**THE REQUEST:**
List every line in the rows below that contains the word "pole", copying each such line in full.

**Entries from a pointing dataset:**
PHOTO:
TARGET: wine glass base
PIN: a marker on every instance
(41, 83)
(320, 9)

--

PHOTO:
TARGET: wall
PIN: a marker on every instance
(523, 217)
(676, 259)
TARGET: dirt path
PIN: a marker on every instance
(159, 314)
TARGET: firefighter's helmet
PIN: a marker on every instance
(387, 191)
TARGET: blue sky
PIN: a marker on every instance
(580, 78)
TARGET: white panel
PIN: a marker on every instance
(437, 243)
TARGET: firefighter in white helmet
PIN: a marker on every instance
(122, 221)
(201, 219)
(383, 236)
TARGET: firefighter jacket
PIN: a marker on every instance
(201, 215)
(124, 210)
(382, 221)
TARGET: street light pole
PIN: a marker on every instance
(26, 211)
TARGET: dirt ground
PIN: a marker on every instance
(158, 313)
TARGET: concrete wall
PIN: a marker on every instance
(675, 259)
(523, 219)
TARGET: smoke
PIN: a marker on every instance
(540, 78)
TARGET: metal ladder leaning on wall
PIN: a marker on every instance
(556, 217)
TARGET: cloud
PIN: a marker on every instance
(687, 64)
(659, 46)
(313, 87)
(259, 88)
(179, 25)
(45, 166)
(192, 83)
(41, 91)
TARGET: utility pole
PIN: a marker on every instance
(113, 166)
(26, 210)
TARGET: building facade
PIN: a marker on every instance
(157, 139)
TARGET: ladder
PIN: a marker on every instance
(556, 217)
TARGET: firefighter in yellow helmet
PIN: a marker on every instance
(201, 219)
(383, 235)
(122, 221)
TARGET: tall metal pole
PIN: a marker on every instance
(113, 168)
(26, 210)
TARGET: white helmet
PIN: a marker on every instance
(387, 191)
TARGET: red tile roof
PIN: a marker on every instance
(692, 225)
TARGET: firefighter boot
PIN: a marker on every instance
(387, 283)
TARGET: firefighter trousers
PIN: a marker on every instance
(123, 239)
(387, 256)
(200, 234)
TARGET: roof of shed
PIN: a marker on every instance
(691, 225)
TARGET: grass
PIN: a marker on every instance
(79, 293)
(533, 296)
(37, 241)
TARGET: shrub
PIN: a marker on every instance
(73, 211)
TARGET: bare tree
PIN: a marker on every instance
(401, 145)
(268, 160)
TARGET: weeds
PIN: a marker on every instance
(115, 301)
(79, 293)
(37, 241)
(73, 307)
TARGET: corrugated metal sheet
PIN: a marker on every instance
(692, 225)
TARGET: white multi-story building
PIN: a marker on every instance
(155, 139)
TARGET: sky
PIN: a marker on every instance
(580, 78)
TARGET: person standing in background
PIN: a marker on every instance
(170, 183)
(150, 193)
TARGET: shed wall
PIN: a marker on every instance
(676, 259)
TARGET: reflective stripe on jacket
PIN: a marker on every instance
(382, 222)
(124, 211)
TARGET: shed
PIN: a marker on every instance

...

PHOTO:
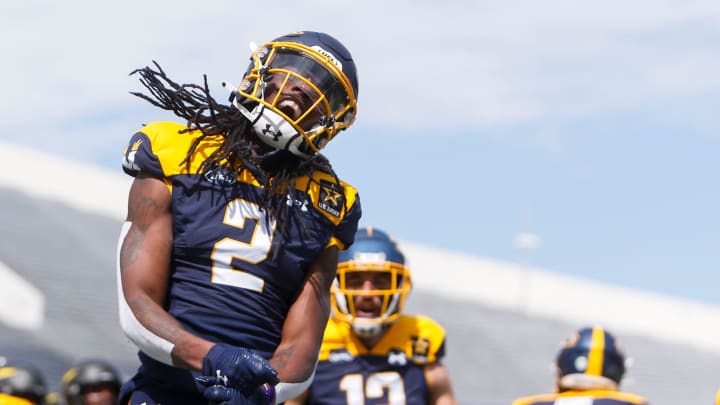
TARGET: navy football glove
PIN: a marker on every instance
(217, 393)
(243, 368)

**FULL RESPONSE:**
TARGET: street light pole
TARGET: utility pole
TARGET: tall metal pole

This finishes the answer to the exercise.